## [ENTRIES SUPPLIED]
===

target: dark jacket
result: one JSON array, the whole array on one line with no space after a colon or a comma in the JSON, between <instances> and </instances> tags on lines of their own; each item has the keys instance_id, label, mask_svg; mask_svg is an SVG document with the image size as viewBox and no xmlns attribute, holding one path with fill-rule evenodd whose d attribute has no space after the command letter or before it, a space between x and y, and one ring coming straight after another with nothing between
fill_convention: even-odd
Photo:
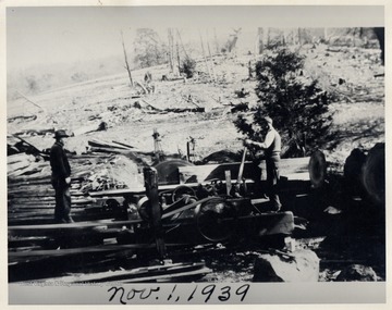
<instances>
[{"instance_id":1,"label":"dark jacket","mask_svg":"<svg viewBox=\"0 0 392 310\"><path fill-rule=\"evenodd\" d=\"M50 166L52 169L52 177L65 179L71 175L71 166L68 161L63 146L56 141L50 149Z\"/></svg>"}]
</instances>

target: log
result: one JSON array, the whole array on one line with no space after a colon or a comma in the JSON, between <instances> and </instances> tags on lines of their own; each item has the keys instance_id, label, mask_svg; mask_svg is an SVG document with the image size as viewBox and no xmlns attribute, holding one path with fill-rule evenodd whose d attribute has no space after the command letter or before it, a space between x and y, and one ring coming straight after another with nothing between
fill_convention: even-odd
<instances>
[{"instance_id":1,"label":"log","mask_svg":"<svg viewBox=\"0 0 392 310\"><path fill-rule=\"evenodd\" d=\"M280 175L290 176L290 179L304 179L308 181L308 164L309 158L293 158L282 159L280 162ZM224 181L224 172L230 171L233 179L238 177L241 163L221 163L221 164L205 164L193 166L179 166L180 179L185 179L185 183L200 183L209 179ZM267 179L266 162L261 161L261 181ZM306 177L307 175L307 177ZM256 171L253 162L245 162L243 178L256 181L259 173ZM298 178L296 178L298 177Z\"/></svg>"},{"instance_id":2,"label":"log","mask_svg":"<svg viewBox=\"0 0 392 310\"><path fill-rule=\"evenodd\" d=\"M123 146L123 147L126 147L126 148L128 148L128 149L134 149L135 147L133 147L133 146L130 146L130 145L126 145L126 144L123 144L123 142L119 142L119 141L114 141L114 140L112 140L112 142L113 144L117 144L117 145L120 145L120 146Z\"/></svg>"},{"instance_id":3,"label":"log","mask_svg":"<svg viewBox=\"0 0 392 310\"><path fill-rule=\"evenodd\" d=\"M97 147L97 148L113 148L113 149L122 149L122 150L128 149L128 147L124 147L124 146L121 146L118 144L101 141L101 140L97 140L97 139L89 140L88 145L91 147Z\"/></svg>"},{"instance_id":4,"label":"log","mask_svg":"<svg viewBox=\"0 0 392 310\"><path fill-rule=\"evenodd\" d=\"M376 144L366 158L363 183L376 204L385 203L385 144Z\"/></svg>"},{"instance_id":5,"label":"log","mask_svg":"<svg viewBox=\"0 0 392 310\"><path fill-rule=\"evenodd\" d=\"M287 259L289 258L289 259ZM320 259L310 250L260 255L255 262L254 282L318 282Z\"/></svg>"},{"instance_id":6,"label":"log","mask_svg":"<svg viewBox=\"0 0 392 310\"><path fill-rule=\"evenodd\" d=\"M183 244L168 244L168 247L182 247ZM122 252L126 250L137 249L151 249L155 244L138 244L138 245L106 245L106 246L91 246L71 249L54 249L54 250L35 250L27 252L9 252L9 263L23 262L30 259L45 259L54 257L69 257L75 255L87 253L105 253L105 252Z\"/></svg>"},{"instance_id":7,"label":"log","mask_svg":"<svg viewBox=\"0 0 392 310\"><path fill-rule=\"evenodd\" d=\"M327 161L326 156L320 150L315 151L310 156L309 175L314 188L319 188L323 185L327 176Z\"/></svg>"},{"instance_id":8,"label":"log","mask_svg":"<svg viewBox=\"0 0 392 310\"><path fill-rule=\"evenodd\" d=\"M36 159L34 156L26 154L26 153L17 153L7 157L7 164L13 164L17 162L35 162Z\"/></svg>"}]
</instances>

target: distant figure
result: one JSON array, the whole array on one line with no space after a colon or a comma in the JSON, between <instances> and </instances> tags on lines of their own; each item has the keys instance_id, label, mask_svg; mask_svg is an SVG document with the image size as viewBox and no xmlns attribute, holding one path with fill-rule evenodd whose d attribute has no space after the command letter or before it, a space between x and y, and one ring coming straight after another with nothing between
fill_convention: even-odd
<instances>
[{"instance_id":1,"label":"distant figure","mask_svg":"<svg viewBox=\"0 0 392 310\"><path fill-rule=\"evenodd\" d=\"M279 133L272 126L271 117L265 117L264 123L261 124L261 136L264 136L264 141L253 141L250 139L245 139L245 146L255 146L258 149L265 151L266 166L267 166L267 194L269 196L271 208L273 211L280 211L282 203L279 199L279 162L281 153L281 137Z\"/></svg>"},{"instance_id":2,"label":"distant figure","mask_svg":"<svg viewBox=\"0 0 392 310\"><path fill-rule=\"evenodd\" d=\"M65 131L54 133L56 142L50 149L51 183L56 191L56 223L73 223L71 213L71 166L64 151Z\"/></svg>"}]
</instances>

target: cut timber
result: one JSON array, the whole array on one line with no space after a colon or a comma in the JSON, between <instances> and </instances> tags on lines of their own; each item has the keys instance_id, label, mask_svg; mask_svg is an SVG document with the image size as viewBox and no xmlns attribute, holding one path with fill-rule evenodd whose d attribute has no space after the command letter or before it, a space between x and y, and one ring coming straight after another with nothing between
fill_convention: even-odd
<instances>
[{"instance_id":1,"label":"cut timber","mask_svg":"<svg viewBox=\"0 0 392 310\"><path fill-rule=\"evenodd\" d=\"M137 82L137 80L136 80L135 84L136 84L137 86L140 86L142 89L143 89L143 91L144 91L145 94L148 94L147 88L146 88L140 82Z\"/></svg>"},{"instance_id":2,"label":"cut timber","mask_svg":"<svg viewBox=\"0 0 392 310\"><path fill-rule=\"evenodd\" d=\"M205 275L211 272L205 266L205 263L167 263L163 265L142 266L132 270L99 272L94 274L74 274L63 277L44 278L42 282L62 282L62 283L136 283L163 281L185 276Z\"/></svg>"},{"instance_id":3,"label":"cut timber","mask_svg":"<svg viewBox=\"0 0 392 310\"><path fill-rule=\"evenodd\" d=\"M95 124L91 124L91 125L87 125L87 126L84 126L84 127L79 127L79 128L75 129L73 132L73 134L74 134L74 136L81 136L83 134L97 132L99 129L100 124L101 124L101 122L95 123Z\"/></svg>"},{"instance_id":4,"label":"cut timber","mask_svg":"<svg viewBox=\"0 0 392 310\"><path fill-rule=\"evenodd\" d=\"M320 259L310 250L260 255L254 282L318 282Z\"/></svg>"},{"instance_id":5,"label":"cut timber","mask_svg":"<svg viewBox=\"0 0 392 310\"><path fill-rule=\"evenodd\" d=\"M9 263L23 262L26 259L44 259L46 257L68 257L75 255L86 253L103 253L103 252L118 252L125 250L137 250L137 249L151 249L155 248L155 244L139 244L139 245L107 245L107 246L93 246L71 249L56 249L56 250L34 250L24 252L9 252ZM183 247L182 244L168 244L168 247Z\"/></svg>"},{"instance_id":6,"label":"cut timber","mask_svg":"<svg viewBox=\"0 0 392 310\"><path fill-rule=\"evenodd\" d=\"M113 142L113 144L117 144L117 145L120 145L120 146L122 146L122 147L125 147L125 148L127 148L127 149L134 149L134 148L135 148L135 147L130 146L130 145L126 145L126 144L124 144L124 142L119 142L119 141L114 141L114 140L112 140L112 142Z\"/></svg>"},{"instance_id":7,"label":"cut timber","mask_svg":"<svg viewBox=\"0 0 392 310\"><path fill-rule=\"evenodd\" d=\"M13 164L19 162L35 162L35 157L26 153L16 153L7 157L7 164Z\"/></svg>"},{"instance_id":8,"label":"cut timber","mask_svg":"<svg viewBox=\"0 0 392 310\"><path fill-rule=\"evenodd\" d=\"M322 186L327 175L327 161L322 151L315 151L309 161L310 183L315 188Z\"/></svg>"},{"instance_id":9,"label":"cut timber","mask_svg":"<svg viewBox=\"0 0 392 310\"><path fill-rule=\"evenodd\" d=\"M304 179L308 181L308 164L309 158L293 158L293 159L282 159L280 162L280 175L289 176L290 179ZM221 164L205 164L205 165L194 165L194 166L180 166L179 173L180 178L185 179L185 183L200 183L207 182L209 179L225 179L224 172L230 171L233 179L238 177L241 163L221 163ZM266 162L261 161L261 181L267 179L267 169ZM243 178L254 179L258 177L258 173L255 169L254 163L245 162Z\"/></svg>"},{"instance_id":10,"label":"cut timber","mask_svg":"<svg viewBox=\"0 0 392 310\"><path fill-rule=\"evenodd\" d=\"M97 147L97 148L113 148L113 149L122 149L122 150L130 149L128 147L121 146L121 145L115 144L115 142L112 144L112 142L107 142L107 141L97 140L97 139L89 140L88 145L91 146L91 147Z\"/></svg>"},{"instance_id":11,"label":"cut timber","mask_svg":"<svg viewBox=\"0 0 392 310\"><path fill-rule=\"evenodd\" d=\"M385 203L385 144L376 144L369 150L363 183L375 203Z\"/></svg>"}]
</instances>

===

## [WHAT IS NEEDED]
Please find each line in the records above that contains the string "target" and copy those lines in full.

## [SOLUTION BELOW]
target: dark jacket
target: log
target: distant figure
target: cut timber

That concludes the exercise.